[Stored data]
-.-.-
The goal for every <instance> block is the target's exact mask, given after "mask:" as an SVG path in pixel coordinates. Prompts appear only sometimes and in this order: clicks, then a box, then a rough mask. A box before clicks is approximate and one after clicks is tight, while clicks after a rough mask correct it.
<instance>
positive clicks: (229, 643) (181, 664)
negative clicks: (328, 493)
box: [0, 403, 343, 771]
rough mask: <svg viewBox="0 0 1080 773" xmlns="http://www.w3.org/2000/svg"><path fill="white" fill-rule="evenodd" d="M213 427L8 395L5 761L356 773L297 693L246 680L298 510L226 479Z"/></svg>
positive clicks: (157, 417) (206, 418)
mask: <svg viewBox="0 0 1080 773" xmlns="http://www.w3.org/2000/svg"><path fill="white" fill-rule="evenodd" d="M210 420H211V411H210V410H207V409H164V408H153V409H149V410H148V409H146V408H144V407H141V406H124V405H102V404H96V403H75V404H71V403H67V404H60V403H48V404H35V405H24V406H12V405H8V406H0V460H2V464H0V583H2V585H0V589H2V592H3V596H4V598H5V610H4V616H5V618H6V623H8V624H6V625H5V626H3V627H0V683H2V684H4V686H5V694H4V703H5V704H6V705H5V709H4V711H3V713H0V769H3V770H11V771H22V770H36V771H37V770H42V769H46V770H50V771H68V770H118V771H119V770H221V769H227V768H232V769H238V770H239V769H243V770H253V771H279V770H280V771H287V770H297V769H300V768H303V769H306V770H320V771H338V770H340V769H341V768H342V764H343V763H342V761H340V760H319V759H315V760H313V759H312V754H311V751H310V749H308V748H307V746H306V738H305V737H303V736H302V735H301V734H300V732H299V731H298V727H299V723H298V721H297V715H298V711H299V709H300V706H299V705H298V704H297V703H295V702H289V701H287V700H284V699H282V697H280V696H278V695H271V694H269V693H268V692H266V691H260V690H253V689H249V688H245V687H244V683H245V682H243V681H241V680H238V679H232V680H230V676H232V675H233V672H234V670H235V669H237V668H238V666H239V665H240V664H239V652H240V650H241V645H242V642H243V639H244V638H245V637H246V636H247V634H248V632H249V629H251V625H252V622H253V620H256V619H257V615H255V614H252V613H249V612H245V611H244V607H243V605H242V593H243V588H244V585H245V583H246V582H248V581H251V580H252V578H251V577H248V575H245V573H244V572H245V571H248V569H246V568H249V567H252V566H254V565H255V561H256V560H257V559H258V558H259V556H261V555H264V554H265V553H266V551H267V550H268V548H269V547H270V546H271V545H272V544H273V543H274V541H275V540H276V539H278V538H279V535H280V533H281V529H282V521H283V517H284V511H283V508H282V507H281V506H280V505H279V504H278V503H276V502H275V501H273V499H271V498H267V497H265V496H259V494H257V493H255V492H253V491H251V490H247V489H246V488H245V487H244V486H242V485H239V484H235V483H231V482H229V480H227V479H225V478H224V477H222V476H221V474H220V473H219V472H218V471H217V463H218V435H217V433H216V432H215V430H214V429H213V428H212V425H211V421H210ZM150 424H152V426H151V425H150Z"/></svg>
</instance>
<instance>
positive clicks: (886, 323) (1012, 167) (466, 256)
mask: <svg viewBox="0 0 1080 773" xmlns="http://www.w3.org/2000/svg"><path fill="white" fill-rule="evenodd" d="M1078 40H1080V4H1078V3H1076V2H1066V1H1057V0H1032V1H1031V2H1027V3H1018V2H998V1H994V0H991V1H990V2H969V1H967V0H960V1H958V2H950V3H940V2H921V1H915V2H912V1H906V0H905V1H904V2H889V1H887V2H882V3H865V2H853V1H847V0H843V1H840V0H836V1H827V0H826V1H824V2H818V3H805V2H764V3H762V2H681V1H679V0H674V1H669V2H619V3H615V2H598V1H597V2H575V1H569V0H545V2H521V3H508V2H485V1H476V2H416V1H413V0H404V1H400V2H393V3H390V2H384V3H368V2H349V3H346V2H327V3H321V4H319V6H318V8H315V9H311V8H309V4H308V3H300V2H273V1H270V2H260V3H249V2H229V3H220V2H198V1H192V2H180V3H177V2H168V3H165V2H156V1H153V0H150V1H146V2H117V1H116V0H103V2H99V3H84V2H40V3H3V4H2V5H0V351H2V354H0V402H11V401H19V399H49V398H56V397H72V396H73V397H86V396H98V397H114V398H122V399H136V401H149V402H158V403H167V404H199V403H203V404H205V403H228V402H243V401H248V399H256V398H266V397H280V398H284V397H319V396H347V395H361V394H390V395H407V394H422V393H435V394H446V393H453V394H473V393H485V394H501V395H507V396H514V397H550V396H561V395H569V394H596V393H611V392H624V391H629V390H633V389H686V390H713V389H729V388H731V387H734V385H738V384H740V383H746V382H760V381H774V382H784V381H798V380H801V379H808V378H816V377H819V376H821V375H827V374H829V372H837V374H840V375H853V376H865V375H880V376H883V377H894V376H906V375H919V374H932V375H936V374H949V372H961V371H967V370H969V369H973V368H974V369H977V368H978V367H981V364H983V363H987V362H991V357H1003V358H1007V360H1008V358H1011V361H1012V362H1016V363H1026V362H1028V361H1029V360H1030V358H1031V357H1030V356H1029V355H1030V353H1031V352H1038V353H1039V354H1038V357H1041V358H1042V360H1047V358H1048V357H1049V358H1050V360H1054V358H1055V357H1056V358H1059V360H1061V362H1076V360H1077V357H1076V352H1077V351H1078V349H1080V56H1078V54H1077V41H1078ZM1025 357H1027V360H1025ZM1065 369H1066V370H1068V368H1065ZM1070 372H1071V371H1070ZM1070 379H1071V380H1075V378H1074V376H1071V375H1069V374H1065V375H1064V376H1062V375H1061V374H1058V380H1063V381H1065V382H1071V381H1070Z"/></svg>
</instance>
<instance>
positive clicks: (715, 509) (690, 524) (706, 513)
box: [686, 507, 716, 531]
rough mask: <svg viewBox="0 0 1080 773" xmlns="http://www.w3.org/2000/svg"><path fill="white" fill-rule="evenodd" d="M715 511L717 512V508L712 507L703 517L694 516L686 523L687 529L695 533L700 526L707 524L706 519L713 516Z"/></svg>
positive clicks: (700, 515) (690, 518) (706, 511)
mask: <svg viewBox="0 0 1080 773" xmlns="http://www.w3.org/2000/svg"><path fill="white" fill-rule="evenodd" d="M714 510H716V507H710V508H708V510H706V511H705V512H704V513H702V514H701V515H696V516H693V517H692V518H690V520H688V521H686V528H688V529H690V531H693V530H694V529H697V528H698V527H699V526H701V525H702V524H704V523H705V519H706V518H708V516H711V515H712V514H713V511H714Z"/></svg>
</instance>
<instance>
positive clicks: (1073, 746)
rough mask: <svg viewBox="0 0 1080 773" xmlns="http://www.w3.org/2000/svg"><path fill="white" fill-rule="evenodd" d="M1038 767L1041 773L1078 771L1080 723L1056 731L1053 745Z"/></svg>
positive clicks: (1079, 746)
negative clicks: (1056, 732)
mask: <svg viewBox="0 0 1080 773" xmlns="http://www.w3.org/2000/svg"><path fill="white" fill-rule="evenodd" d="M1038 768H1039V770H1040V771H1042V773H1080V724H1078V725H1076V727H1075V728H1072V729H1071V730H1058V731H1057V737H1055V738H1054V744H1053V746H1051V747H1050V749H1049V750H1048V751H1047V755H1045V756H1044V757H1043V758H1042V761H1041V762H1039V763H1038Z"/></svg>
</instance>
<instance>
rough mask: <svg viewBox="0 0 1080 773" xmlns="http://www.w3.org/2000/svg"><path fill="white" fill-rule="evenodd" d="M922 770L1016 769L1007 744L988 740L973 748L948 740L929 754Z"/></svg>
-.-.-
*ASSIGNED TASK:* Word for word, copy out the entries.

*WRITTEN SOLUTION:*
The goal for every <instance> block is the target's exact mask, given after "mask:" as an SVG path in pixel coordinates. Prompts appear only sometimes and in this order: clicks, then a box, then a rough mask. A box before clicks is approximate and one after clicks is tight, while clicks after a rough mask correct it.
<instance>
positive clicks: (229, 643) (181, 664)
negative clicks: (328, 493)
box: [0, 403, 343, 771]
rough mask: <svg viewBox="0 0 1080 773" xmlns="http://www.w3.org/2000/svg"><path fill="white" fill-rule="evenodd" d="M213 427L8 395L5 761L356 773L297 693L246 680L298 510L226 479Z"/></svg>
positive clicks: (157, 417) (206, 418)
mask: <svg viewBox="0 0 1080 773" xmlns="http://www.w3.org/2000/svg"><path fill="white" fill-rule="evenodd" d="M210 420H211V411H210V410H207V409H164V408H153V409H149V410H148V409H146V408H144V407H141V406H124V405H102V404H96V403H75V404H71V403H67V404H60V403H48V404H35V405H24V406H12V405H8V406H0V460H2V464H0V583H2V585H0V589H2V592H3V596H4V598H5V610H4V616H5V618H6V623H8V624H6V625H5V626H3V627H0V683H2V684H4V686H5V694H4V703H5V704H6V705H5V709H4V711H3V713H0V769H3V770H11V771H22V770H36V771H37V770H42V769H46V770H50V771H68V770H118V771H119V770H221V769H227V768H232V769H238V770H239V769H243V770H253V771H279V770H280V771H287V770H297V769H300V768H303V769H306V770H320V771H338V770H340V769H341V768H342V764H343V763H342V761H340V760H319V759H315V760H313V759H312V754H311V751H310V749H308V748H307V746H306V738H305V737H303V736H302V735H301V734H300V732H299V731H298V727H299V723H298V721H297V715H298V711H299V709H300V706H299V705H298V704H297V703H295V702H289V701H287V700H284V699H282V697H280V696H278V695H271V694H269V693H268V692H266V691H260V690H253V689H249V688H245V687H244V683H245V682H243V681H241V680H238V679H232V680H230V676H232V675H233V672H234V670H235V669H237V668H238V666H239V665H240V664H239V652H240V650H241V645H242V642H243V639H244V638H245V637H246V636H247V634H248V632H249V629H251V625H252V622H253V620H256V619H257V615H255V614H252V613H249V612H245V611H244V607H243V605H242V593H243V588H244V585H245V583H246V582H248V581H251V580H252V578H251V577H248V575H245V573H244V572H245V571H248V569H246V568H249V567H252V566H254V565H255V561H256V560H257V559H258V558H259V556H261V555H264V554H265V553H266V551H267V550H268V548H269V547H270V546H271V545H272V544H273V543H274V541H275V540H276V539H278V538H279V535H280V533H281V529H282V521H283V517H284V511H283V508H282V507H281V506H280V505H279V504H278V503H276V502H275V501H273V499H271V498H267V497H265V496H259V494H257V493H255V492H253V491H251V490H247V489H246V488H245V487H244V486H242V485H239V484H235V483H231V482H229V480H227V479H225V478H224V477H222V476H221V474H220V473H219V472H218V471H217V463H218V435H217V433H216V432H215V430H214V429H213V428H212V425H211V421H210ZM150 424H152V426H151V425H150Z"/></svg>
</instance>
<instance>
positive clicks: (886, 323) (1012, 167) (466, 256)
mask: <svg viewBox="0 0 1080 773" xmlns="http://www.w3.org/2000/svg"><path fill="white" fill-rule="evenodd" d="M1078 40H1080V4H1078V3H1076V2H1066V1H1057V0H1032V1H1031V2H1027V3H1018V2H998V1H994V0H991V1H990V2H969V1H967V0H960V1H958V2H950V3H940V2H921V1H915V2H912V1H906V0H905V1H904V2H889V1H887V2H882V3H865V2H853V1H847V0H843V1H840V0H836V1H827V0H826V1H824V2H818V3H805V2H764V3H762V2H681V1H679V0H674V1H669V2H619V3H615V2H598V1H597V2H575V1H569V0H545V2H521V3H508V2H485V1H476V2H416V1H413V0H404V1H400V2H393V3H390V2H384V3H368V2H349V3H346V2H327V3H321V4H319V6H318V8H315V9H311V8H309V4H308V3H300V2H273V1H270V2H260V3H249V2H229V3H220V2H198V1H192V2H180V3H177V2H168V3H165V2H156V1H153V0H150V1H146V2H117V1H116V0H103V2H99V3H84V2H40V3H3V4H2V5H0V351H2V354H0V402H11V401H19V399H49V398H56V397H72V396H73V397H86V396H98V397H114V398H122V399H136V401H149V402H158V403H167V404H199V403H203V404H205V403H228V402H243V401H248V399H256V398H266V397H280V398H284V397H319V396H347V395H361V394H390V395H407V394H422V393H435V394H446V393H453V394H473V393H485V394H501V395H507V396H514V397H550V396H561V395H569V394H596V393H611V392H624V391H629V390H633V389H686V390H713V389H729V388H731V387H734V385H738V384H740V383H746V382H760V381H774V382H784V381H798V380H801V379H808V378H816V377H819V376H821V375H827V374H829V372H837V374H840V375H853V376H865V375H880V376H883V377H894V376H906V375H919V374H932V375H936V374H949V372H961V371H967V370H969V369H973V368H974V369H977V368H978V367H981V364H983V363H987V362H991V357H1003V358H1007V360H1008V358H1011V361H1012V362H1016V363H1026V362H1028V361H1029V360H1030V358H1031V357H1030V356H1029V355H1030V353H1031V352H1038V353H1039V354H1038V357H1041V358H1042V360H1047V358H1048V357H1049V358H1050V360H1054V358H1055V357H1056V358H1059V360H1061V362H1076V360H1077V357H1076V352H1077V351H1078V349H1080V56H1078V54H1077V41H1078ZM1025 357H1027V360H1025ZM1065 369H1066V370H1068V368H1065ZM1070 372H1071V371H1070ZM1070 379H1071V380H1075V378H1074V376H1071V375H1069V374H1065V375H1064V376H1062V375H1061V374H1058V380H1063V381H1065V382H1071V381H1070Z"/></svg>
</instance>
<instance>
positive clicks: (715, 509) (690, 524) (706, 513)
box: [686, 507, 716, 531]
rough mask: <svg viewBox="0 0 1080 773" xmlns="http://www.w3.org/2000/svg"><path fill="white" fill-rule="evenodd" d="M715 511L717 512V508L712 507L703 517L694 516L686 523L687 529L695 533L700 526L707 524L706 519L713 516Z"/></svg>
positive clicks: (700, 515) (690, 518) (706, 511)
mask: <svg viewBox="0 0 1080 773" xmlns="http://www.w3.org/2000/svg"><path fill="white" fill-rule="evenodd" d="M714 510H716V507H710V508H708V510H706V511H705V512H704V513H702V514H701V515H696V516H693V517H692V518H690V520H688V521H686V528H688V529H690V531H693V530H694V529H697V528H698V527H699V526H701V525H702V524H704V523H705V519H706V518H708V516H711V515H712V514H713V511H714Z"/></svg>
</instance>
<instance>
positive clicks: (1073, 746)
rough mask: <svg viewBox="0 0 1080 773" xmlns="http://www.w3.org/2000/svg"><path fill="white" fill-rule="evenodd" d="M1038 767L1041 773L1078 771L1080 723L1056 731L1053 745Z"/></svg>
positive clicks: (1079, 746)
negative clicks: (1056, 732)
mask: <svg viewBox="0 0 1080 773" xmlns="http://www.w3.org/2000/svg"><path fill="white" fill-rule="evenodd" d="M1038 768H1039V770H1040V771H1042V773H1080V724H1078V725H1076V727H1075V728H1072V729H1071V730H1058V731H1057V737H1055V738H1054V744H1053V746H1051V747H1050V749H1049V750H1048V751H1047V755H1045V756H1044V757H1043V758H1042V761H1041V762H1039V763H1038Z"/></svg>
</instance>
<instance>
rough mask: <svg viewBox="0 0 1080 773" xmlns="http://www.w3.org/2000/svg"><path fill="white" fill-rule="evenodd" d="M922 770L1016 769L1007 744L988 740L973 748L948 740L929 754Z"/></svg>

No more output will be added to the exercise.